Raw records:
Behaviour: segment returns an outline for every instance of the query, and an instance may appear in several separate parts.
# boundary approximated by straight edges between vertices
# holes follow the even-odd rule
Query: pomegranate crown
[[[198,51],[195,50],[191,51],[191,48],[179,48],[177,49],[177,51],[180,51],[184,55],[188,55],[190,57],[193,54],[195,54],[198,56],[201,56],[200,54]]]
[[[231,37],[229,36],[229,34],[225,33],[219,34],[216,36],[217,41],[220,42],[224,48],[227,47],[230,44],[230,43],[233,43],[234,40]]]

EXERCISE BRIEF. Convert the records above into a JSON list of strings, with one string per line and no blank lines.

OUTPUT BELOW.
[
  "Behaviour: segment returns an outline for every instance of the query, and an instance may appear in several separate parts.",
  "# boundary approximated by straight edges between vertices",
  "# holes follow the even-odd rule",
  "Query: pomegranate crown",
  "[[[198,51],[195,50],[191,51],[191,48],[179,48],[177,49],[177,51],[180,51],[184,55],[188,55],[190,57],[193,54],[195,54],[198,56],[201,56],[200,54]]]",
  "[[[231,37],[229,36],[229,34],[225,33],[219,34],[216,36],[217,41],[220,42],[224,48],[227,47],[230,44],[230,43],[233,43],[234,40]]]"
]